++++ INFORMATION PROVIDED

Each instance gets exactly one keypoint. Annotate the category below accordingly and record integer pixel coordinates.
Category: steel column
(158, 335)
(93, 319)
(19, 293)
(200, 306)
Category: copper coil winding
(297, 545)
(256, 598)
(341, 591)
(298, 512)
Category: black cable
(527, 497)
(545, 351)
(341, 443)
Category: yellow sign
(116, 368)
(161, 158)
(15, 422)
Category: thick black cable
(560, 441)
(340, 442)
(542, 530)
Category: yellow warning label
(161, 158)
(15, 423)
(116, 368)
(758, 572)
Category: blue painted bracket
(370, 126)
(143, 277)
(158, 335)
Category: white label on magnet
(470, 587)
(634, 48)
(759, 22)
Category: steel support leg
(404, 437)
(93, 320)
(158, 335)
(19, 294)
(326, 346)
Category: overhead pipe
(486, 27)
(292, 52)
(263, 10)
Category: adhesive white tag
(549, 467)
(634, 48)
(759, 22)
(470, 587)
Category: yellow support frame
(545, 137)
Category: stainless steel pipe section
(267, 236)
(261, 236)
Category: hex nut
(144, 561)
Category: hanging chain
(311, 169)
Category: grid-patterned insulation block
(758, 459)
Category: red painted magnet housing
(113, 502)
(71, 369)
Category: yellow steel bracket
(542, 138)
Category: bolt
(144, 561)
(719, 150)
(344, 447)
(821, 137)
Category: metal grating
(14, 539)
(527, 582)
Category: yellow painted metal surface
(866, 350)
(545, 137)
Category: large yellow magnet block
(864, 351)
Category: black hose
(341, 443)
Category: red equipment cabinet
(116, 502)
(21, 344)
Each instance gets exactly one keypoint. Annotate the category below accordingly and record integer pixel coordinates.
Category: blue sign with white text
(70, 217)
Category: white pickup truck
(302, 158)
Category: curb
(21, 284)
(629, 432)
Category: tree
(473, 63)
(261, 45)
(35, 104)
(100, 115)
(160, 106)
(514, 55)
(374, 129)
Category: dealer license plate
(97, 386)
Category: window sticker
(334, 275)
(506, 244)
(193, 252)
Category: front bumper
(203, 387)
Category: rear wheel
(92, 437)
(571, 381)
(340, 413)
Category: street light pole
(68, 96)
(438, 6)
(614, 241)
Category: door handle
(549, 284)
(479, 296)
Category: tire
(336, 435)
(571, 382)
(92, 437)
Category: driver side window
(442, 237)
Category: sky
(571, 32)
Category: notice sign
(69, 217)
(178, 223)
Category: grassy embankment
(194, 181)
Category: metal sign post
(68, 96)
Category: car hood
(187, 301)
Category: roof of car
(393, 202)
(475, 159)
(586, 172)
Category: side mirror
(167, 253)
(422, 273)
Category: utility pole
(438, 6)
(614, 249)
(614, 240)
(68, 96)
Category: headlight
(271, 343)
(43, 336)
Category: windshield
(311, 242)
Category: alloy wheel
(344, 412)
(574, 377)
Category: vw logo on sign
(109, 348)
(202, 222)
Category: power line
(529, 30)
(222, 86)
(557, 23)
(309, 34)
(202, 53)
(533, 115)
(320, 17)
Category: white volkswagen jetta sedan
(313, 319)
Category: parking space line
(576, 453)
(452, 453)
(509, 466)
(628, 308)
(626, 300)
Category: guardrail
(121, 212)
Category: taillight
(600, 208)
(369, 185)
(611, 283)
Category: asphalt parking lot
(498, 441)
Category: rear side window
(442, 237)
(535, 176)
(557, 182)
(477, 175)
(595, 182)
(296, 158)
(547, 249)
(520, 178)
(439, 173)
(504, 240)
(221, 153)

++++++++

* [REQUIREMENT]
Retype every line shown above word for word, keeping the order unchanged.

* [FULL ANSWER]
Each instance gets exactly one keypoint. Annotate the category below accordingly and record integer pixel coordinates.
Category: steel column
(158, 335)
(93, 319)
(19, 293)
(200, 306)
Category: copper coil winding
(297, 545)
(256, 598)
(341, 591)
(298, 512)
Category: black cable
(527, 497)
(545, 351)
(341, 443)
Category: yellow sign
(116, 368)
(161, 158)
(15, 422)
Category: thick black cable
(560, 441)
(340, 442)
(542, 530)
Category: yellow warning label
(161, 158)
(15, 423)
(116, 368)
(758, 572)
Category: blue painted bracket
(370, 126)
(143, 277)
(158, 335)
Category: white label on magnet
(470, 587)
(634, 48)
(759, 22)
Category: steel support leg
(404, 437)
(93, 320)
(158, 335)
(19, 294)
(326, 346)
Category: overhead pipe
(486, 27)
(292, 52)
(263, 10)
Category: adhesive white tag
(549, 467)
(634, 48)
(759, 22)
(470, 587)
Category: yellow support frame
(545, 137)
Category: stainless steel pipe section
(267, 236)
(261, 236)
Category: hex nut
(144, 561)
Category: hanging chain
(311, 169)
Category: grid-patterned insulation block
(758, 459)
Category: red painted magnet housing
(113, 502)
(71, 369)
Category: yellow steel bracket
(542, 138)
Category: bolt
(144, 561)
(719, 150)
(344, 447)
(821, 137)
Category: metal grating
(14, 539)
(527, 582)
Category: yellow painted metal surface
(866, 350)
(545, 137)
Category: large yellow magnet block
(864, 351)
Category: black hose
(341, 443)
Category: red equipment cabinet
(116, 502)
(21, 344)
Each instance gets exactly one keypoint. Annotate the category below accordingly and record integer pixel coordinates.
Category: blue sign with white text
(70, 217)
Category: white pickup truck
(302, 158)
Category: curb
(21, 284)
(629, 432)
Category: tree
(473, 63)
(261, 45)
(35, 104)
(100, 115)
(160, 106)
(514, 55)
(374, 129)
Category: dealer license plate
(97, 386)
Category: window sticker
(334, 275)
(506, 244)
(193, 252)
Category: front bumper
(203, 387)
Category: rear wheel
(92, 437)
(571, 381)
(340, 413)
Category: street light pole
(68, 96)
(438, 6)
(614, 241)
Category: door handle
(549, 284)
(479, 296)
Category: tire
(336, 435)
(571, 382)
(92, 437)
Category: driver side window
(442, 237)
Category: sky
(571, 32)
Category: notice sign
(69, 217)
(178, 223)
Category: grassy embankment
(194, 181)
Category: metal sign post
(68, 96)
Category: car hood
(187, 301)
Category: roof of car
(393, 202)
(475, 159)
(586, 172)
Category: side mirror
(167, 253)
(422, 273)
Category: utility pole
(438, 6)
(614, 249)
(614, 240)
(68, 96)
Category: headlight
(271, 343)
(43, 336)
Category: windshield
(311, 242)
Category: alloy wheel
(344, 412)
(574, 377)
Category: vw logo on sign
(109, 348)
(202, 222)
Category: power line
(529, 30)
(222, 86)
(557, 23)
(309, 34)
(202, 53)
(533, 115)
(320, 17)
Category: white volkswagen jetta sedan
(313, 319)
Category: parking space line
(576, 453)
(452, 453)
(509, 466)
(628, 308)
(626, 300)
Category: guardrail
(121, 212)
Category: taillight
(600, 208)
(369, 185)
(611, 283)
Category: asphalt parking lot
(498, 441)
Category: rear side window
(442, 237)
(535, 176)
(557, 182)
(477, 175)
(595, 182)
(296, 158)
(547, 249)
(520, 178)
(439, 173)
(504, 240)
(221, 153)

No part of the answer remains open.